*What to do*: Rewrite the items from the line with "Identify the drawer" up to and including the line with "133,278,213,299", putting "scene" wherever "workspace" appears and keeping everything else the same.

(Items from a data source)
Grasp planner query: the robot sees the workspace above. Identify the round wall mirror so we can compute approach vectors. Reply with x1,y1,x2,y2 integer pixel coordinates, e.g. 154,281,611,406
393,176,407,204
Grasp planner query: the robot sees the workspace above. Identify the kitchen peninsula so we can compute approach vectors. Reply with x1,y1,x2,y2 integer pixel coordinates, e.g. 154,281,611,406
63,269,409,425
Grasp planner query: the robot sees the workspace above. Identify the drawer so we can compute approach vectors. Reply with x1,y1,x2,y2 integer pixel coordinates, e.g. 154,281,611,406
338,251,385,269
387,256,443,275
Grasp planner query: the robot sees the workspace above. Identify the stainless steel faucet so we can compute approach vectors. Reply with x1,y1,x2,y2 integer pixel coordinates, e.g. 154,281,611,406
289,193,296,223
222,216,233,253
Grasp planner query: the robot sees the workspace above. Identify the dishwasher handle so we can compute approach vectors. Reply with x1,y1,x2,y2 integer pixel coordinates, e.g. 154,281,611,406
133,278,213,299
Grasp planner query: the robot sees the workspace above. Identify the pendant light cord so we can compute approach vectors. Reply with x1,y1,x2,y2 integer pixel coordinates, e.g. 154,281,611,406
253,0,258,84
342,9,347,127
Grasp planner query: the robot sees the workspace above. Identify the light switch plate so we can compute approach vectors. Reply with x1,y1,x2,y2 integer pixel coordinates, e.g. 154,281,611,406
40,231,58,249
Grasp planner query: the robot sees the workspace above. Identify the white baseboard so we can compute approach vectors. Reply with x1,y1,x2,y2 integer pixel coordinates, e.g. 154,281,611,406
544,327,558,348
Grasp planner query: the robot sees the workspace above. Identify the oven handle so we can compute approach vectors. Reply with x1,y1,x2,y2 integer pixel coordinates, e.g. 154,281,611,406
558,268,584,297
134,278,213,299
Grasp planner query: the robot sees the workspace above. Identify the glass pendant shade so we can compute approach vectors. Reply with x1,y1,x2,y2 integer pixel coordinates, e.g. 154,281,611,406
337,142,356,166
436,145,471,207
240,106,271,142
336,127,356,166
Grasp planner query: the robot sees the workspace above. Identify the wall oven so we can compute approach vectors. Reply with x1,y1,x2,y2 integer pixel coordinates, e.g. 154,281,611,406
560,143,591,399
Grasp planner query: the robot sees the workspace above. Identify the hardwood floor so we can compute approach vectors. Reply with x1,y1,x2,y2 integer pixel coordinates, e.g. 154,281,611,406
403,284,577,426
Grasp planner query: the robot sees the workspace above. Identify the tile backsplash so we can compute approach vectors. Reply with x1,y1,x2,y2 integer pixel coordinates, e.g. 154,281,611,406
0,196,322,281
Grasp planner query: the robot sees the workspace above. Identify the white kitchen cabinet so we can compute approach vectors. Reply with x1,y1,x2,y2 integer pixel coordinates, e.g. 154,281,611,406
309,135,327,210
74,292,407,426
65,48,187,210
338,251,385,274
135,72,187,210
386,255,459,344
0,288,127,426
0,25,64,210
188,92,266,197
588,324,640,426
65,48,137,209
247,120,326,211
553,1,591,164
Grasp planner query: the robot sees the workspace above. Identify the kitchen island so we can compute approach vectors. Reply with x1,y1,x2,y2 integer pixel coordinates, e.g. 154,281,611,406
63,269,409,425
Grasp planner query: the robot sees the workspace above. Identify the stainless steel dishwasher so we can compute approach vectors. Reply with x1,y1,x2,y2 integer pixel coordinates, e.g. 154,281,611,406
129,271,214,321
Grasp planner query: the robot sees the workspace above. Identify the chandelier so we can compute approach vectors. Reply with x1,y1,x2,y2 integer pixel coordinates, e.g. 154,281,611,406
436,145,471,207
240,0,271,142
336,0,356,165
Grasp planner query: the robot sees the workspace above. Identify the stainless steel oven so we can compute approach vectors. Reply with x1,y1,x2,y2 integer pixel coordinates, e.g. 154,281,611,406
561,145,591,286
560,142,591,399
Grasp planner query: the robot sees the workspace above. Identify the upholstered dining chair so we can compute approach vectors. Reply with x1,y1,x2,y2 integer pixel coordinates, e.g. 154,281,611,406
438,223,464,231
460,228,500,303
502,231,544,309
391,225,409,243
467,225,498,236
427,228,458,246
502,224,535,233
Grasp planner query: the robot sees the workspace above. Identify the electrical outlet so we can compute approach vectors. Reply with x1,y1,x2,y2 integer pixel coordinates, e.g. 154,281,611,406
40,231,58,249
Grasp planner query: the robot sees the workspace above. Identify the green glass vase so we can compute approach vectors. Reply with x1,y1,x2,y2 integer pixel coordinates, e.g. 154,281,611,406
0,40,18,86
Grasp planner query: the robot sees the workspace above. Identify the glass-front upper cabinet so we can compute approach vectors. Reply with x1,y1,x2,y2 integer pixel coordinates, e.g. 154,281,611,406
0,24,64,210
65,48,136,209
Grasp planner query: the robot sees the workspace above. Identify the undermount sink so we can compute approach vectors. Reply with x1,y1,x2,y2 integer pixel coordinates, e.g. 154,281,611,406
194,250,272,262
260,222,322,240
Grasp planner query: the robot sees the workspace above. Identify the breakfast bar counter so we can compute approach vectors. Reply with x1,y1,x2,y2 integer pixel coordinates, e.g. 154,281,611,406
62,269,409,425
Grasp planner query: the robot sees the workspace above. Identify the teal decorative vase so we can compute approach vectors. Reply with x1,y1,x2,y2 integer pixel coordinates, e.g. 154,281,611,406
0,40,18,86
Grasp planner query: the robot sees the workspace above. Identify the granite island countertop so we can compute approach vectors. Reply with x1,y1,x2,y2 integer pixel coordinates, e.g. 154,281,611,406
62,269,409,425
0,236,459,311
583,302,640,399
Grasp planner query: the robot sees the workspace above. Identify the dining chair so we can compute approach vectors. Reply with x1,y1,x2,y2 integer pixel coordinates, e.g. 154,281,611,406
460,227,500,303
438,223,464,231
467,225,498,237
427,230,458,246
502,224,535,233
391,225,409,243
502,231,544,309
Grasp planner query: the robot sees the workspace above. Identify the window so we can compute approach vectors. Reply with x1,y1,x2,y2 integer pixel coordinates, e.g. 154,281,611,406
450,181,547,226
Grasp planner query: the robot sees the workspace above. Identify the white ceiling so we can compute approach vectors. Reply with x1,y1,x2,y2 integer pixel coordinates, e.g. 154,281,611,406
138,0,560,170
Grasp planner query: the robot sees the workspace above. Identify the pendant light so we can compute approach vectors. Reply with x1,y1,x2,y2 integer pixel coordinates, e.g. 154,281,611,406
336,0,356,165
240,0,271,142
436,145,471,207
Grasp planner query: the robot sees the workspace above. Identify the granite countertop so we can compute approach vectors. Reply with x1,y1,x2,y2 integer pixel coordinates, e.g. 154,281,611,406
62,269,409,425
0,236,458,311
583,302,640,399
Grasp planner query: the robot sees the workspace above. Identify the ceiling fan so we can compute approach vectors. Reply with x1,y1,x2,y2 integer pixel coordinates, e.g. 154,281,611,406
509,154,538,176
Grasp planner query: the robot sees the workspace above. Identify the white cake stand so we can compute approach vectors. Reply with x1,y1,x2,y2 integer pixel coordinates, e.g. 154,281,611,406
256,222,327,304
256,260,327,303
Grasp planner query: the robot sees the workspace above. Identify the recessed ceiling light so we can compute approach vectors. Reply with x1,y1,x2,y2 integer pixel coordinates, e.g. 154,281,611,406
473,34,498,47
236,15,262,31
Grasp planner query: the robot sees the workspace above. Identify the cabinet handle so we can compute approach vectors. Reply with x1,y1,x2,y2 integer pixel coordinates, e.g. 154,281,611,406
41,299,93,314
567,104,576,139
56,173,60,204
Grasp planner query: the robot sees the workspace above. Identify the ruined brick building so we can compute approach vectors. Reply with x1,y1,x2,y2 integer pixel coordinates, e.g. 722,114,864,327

*Response below*:
Grasp planner query: the robot sees the scene above. Identify the drawer so we can compute approach vectors. Reply with x1,y1,x2,y2 integer pixel coordinates, e.g. 154,281,611,406
338,251,385,269
387,256,443,275
Grasp planner query: the robot sees the scene above. Identify the stainless steel faucet so we can compute approach vectors. Reply with x1,y1,x2,y2 integer pixel coordinates, e.g. 154,281,611,406
289,193,296,223
222,216,233,253
Grasp planner query: the robot sees the scene above. Identify the dishwasher handle so we can compute approach vectors. Reply with x1,y1,x2,y2 integer pixel coordinates, e.g. 154,281,611,406
133,278,213,299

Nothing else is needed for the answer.